Data for this task:
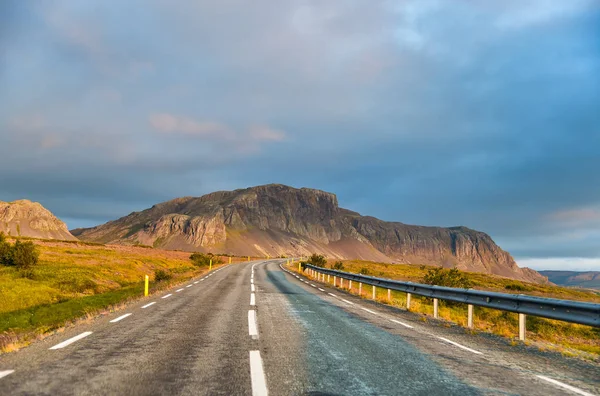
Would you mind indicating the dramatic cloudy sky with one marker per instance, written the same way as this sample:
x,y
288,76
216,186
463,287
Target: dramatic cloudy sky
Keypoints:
x,y
476,113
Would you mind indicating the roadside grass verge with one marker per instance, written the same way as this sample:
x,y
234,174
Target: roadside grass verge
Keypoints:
x,y
546,334
74,282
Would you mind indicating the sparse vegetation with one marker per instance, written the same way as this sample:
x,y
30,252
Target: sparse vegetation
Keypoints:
x,y
22,255
200,259
447,277
317,260
552,334
74,280
162,275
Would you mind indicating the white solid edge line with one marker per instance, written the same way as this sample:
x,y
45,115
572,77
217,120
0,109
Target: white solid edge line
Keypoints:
x,y
402,324
369,311
120,318
257,375
456,344
252,329
71,340
569,387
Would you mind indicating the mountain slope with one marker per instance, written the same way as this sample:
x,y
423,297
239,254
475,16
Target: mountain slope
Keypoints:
x,y
276,219
31,219
589,279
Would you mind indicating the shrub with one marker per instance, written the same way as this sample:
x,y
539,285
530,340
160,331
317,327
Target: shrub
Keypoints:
x,y
517,287
24,255
5,250
317,260
161,275
444,277
200,259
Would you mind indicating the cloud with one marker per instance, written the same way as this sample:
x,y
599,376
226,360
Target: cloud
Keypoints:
x,y
265,133
436,112
168,123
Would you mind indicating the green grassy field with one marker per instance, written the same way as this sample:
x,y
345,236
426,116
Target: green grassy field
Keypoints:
x,y
567,338
74,281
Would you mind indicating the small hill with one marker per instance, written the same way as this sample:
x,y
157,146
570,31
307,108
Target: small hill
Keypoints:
x,y
589,279
280,220
30,219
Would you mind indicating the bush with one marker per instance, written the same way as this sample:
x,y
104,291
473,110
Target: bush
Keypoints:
x,y
161,275
450,278
517,287
317,260
23,255
203,260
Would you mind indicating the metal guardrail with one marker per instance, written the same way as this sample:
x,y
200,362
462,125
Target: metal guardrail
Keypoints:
x,y
565,310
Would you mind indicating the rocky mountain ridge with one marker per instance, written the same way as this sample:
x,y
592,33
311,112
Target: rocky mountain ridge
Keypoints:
x,y
31,219
281,220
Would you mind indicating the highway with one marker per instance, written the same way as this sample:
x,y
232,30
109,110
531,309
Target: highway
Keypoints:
x,y
257,329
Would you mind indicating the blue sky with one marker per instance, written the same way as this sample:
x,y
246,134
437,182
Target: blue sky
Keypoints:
x,y
484,114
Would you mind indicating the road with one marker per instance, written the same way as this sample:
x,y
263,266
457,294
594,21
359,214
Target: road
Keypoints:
x,y
255,328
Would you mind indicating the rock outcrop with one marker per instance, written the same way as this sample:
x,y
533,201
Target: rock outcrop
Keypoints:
x,y
30,219
280,220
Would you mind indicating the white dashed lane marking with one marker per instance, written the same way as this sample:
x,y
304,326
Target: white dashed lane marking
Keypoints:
x,y
120,318
71,340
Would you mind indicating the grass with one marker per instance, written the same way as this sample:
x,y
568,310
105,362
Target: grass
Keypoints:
x,y
564,337
79,280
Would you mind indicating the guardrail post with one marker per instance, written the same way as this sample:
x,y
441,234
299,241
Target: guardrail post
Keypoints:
x,y
470,316
522,320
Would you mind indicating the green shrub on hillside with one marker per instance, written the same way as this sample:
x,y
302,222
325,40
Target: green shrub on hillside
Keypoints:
x,y
23,255
200,259
318,260
450,278
162,275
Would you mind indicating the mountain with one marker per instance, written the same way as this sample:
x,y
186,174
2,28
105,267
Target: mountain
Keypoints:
x,y
281,220
589,279
30,219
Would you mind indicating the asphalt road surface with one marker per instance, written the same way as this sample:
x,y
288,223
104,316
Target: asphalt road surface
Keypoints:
x,y
257,329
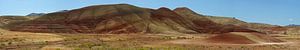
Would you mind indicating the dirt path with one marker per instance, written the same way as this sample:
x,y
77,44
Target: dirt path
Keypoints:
x,y
27,37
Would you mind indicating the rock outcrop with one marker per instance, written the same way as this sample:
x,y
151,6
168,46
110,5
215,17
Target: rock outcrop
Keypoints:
x,y
124,18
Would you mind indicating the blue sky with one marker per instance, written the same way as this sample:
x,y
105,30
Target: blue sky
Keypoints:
x,y
279,12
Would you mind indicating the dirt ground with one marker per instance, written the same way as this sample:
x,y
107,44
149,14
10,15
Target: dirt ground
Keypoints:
x,y
60,41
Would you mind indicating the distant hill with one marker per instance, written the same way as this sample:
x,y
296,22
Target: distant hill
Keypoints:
x,y
10,21
293,25
36,14
125,18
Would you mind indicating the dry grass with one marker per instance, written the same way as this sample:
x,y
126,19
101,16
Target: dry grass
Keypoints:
x,y
139,41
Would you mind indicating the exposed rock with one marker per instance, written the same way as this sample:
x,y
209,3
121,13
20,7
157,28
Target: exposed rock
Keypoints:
x,y
124,18
36,14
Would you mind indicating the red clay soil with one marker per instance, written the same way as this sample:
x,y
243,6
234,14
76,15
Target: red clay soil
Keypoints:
x,y
229,38
123,18
267,38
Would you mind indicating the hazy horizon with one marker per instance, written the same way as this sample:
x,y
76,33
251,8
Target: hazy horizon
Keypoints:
x,y
277,12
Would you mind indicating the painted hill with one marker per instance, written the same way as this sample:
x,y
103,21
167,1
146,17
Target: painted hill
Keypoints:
x,y
242,38
125,18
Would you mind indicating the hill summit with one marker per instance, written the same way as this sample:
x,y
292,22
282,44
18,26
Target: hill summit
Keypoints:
x,y
125,18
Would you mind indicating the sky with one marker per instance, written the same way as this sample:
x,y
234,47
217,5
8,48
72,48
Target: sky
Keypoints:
x,y
277,12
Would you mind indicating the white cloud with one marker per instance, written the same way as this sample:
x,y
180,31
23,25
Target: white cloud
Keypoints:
x,y
291,19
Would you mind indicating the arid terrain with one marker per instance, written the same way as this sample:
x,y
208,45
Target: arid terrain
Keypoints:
x,y
128,27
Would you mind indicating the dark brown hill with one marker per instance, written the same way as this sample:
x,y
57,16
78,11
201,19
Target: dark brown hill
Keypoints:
x,y
124,18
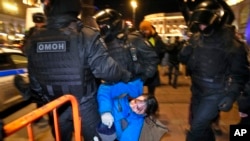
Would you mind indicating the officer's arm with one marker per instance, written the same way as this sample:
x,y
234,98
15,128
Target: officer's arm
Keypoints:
x,y
148,59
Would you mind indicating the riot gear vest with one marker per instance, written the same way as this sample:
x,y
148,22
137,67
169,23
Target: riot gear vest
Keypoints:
x,y
56,59
120,52
210,61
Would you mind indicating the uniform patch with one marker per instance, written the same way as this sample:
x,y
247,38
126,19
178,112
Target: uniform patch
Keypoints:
x,y
53,46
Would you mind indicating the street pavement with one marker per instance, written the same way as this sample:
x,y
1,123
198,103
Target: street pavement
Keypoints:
x,y
174,107
173,111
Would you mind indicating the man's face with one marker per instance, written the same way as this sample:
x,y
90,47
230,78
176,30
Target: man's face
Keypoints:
x,y
138,105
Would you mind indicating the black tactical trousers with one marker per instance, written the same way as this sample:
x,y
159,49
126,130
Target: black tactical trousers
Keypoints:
x,y
204,108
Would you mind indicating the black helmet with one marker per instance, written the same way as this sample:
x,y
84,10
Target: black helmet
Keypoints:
x,y
61,7
208,12
108,20
38,17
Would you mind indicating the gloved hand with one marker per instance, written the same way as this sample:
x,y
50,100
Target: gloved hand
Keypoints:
x,y
126,76
226,104
107,119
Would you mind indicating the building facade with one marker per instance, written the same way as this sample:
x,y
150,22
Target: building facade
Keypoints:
x,y
173,24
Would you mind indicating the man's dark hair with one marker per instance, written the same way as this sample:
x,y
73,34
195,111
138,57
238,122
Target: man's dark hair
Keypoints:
x,y
152,105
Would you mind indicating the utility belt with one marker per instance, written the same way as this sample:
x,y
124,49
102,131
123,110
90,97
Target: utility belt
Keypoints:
x,y
208,82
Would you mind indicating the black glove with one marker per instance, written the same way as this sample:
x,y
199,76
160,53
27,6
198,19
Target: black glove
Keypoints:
x,y
22,86
226,104
127,76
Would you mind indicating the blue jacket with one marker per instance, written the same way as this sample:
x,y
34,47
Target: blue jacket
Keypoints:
x,y
115,99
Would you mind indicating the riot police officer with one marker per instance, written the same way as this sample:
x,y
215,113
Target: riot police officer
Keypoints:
x,y
129,49
218,67
67,57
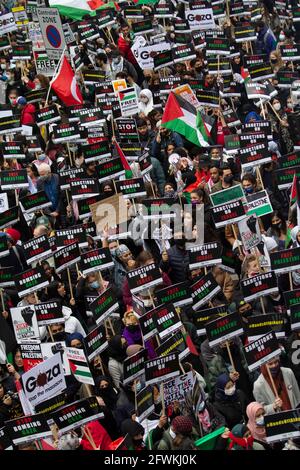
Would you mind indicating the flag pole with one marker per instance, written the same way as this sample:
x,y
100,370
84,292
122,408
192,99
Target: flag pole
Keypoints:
x,y
54,75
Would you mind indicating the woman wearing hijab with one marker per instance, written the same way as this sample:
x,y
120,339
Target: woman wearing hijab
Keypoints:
x,y
146,102
117,355
241,439
229,401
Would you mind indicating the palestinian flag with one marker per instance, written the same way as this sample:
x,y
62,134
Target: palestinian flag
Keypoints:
x,y
79,366
77,9
126,166
182,117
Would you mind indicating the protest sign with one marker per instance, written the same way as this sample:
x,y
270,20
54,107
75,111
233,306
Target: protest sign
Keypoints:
x,y
79,366
44,381
143,278
204,289
77,414
30,281
145,403
177,389
223,329
31,354
259,325
160,369
27,428
48,313
282,425
95,342
134,366
104,305
66,257
205,255
228,213
261,351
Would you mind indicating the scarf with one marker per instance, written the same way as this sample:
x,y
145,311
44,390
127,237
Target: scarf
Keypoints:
x,y
280,387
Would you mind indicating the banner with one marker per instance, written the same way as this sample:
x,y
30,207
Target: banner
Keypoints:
x,y
223,329
178,388
44,381
134,366
160,369
261,351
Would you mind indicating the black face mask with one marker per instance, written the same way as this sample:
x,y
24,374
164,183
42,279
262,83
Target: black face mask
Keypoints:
x,y
228,179
61,336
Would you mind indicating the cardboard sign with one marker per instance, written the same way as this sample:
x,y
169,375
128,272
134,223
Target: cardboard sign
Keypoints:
x,y
166,320
259,286
48,313
259,204
228,213
160,369
143,278
13,179
128,102
79,366
95,342
205,255
27,428
9,217
12,150
281,426
104,305
66,257
111,169
259,325
204,289
145,403
176,343
177,294
227,195
131,188
77,414
7,278
30,281
96,260
261,351
285,261
177,389
47,116
44,381
37,249
134,366
204,316
31,354
223,329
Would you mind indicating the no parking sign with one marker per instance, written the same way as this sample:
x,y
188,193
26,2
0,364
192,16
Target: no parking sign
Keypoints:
x,y
52,31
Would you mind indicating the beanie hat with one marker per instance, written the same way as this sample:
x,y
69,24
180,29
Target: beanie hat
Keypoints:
x,y
182,425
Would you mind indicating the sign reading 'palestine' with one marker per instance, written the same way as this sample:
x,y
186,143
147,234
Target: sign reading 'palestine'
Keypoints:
x,y
223,329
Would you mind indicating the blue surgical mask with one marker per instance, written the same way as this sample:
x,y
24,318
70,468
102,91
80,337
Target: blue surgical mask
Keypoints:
x,y
95,285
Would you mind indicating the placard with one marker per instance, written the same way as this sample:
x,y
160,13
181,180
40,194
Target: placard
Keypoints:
x,y
223,329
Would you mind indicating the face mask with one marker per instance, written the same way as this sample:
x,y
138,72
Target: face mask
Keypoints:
x,y
230,391
95,285
260,421
248,190
228,179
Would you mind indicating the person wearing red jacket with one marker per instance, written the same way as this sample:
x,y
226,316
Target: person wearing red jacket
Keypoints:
x,y
27,111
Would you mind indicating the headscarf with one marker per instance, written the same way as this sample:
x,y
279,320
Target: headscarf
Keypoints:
x,y
220,395
238,442
252,115
258,432
116,350
146,108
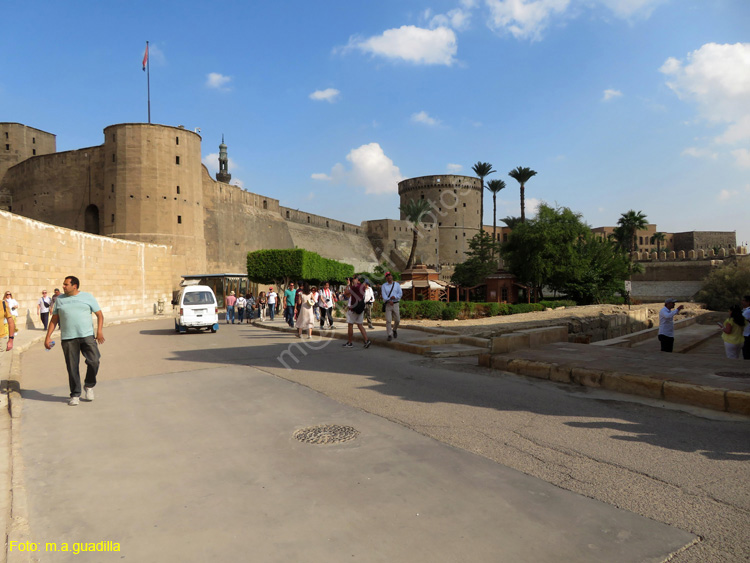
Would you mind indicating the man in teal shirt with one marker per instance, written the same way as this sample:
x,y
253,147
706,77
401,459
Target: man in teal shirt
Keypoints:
x,y
72,311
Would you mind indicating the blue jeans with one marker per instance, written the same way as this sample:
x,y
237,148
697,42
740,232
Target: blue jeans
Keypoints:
x,y
289,315
72,350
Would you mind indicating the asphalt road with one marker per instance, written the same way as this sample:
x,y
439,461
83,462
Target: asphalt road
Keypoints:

Brief: Put the lines of the records into a numbered list, starting with the line that contains "Would you mind indicating the placard" and running through the last line of the records, with blank lines and pictures left out.

Reply to the task:
1. Would you mind indicating the placard with one marker per instance, written the same way as this sample:
2. x,y
3. 160,13
4. 181,180
5. 40,194
6. Target: placard
7. Keypoints:
8. x,y
9. 223,329
10. Would you mind indicating the face mask with one marker per instance, written the same way as this sample:
11. x,y
12. 138,72
13. Target: face mask
14. Keypoints:
15. x,y
16. 230,391
17. 95,285
18. 260,421
19. 248,190
20. 228,179
21. Would you mind indicating the person wearing red jacket with one marker per instance, written the same way as this sample:
22. x,y
23. 226,316
24. Target: person wearing red jacket
25. Keypoints:
26. x,y
27. 27,111
28. Would you mind indicating the headscarf with one marker per instance, written the same way as this sample:
29. x,y
30. 279,320
31. Target: headscarf
32. Keypoints:
33. x,y
34. 220,395
35. 238,442
36. 252,115
37. 258,432
38. 116,350
39. 146,108
40. Would you mind indicating the man in teal shirt with one marker per instance, written the same way as this sample:
41. x,y
42. 253,147
43. 706,77
44. 401,459
45. Target: man in teal shirt
46. Keypoints:
47. x,y
48. 72,311
49. Would you mind indicating the blue jeans with one marker per instance, written the same way as this sample:
50. x,y
51. 237,148
52. 697,42
53. 740,232
54. Target: blue jeans
55. Keypoints:
56. x,y
57. 289,315
58. 72,350
59. Would you mind indicating the asphalt road with one marker per instance, written the same way as this sample:
60. x,y
61. 439,461
62. 83,462
63. Target: asphalt road
64. Keypoints:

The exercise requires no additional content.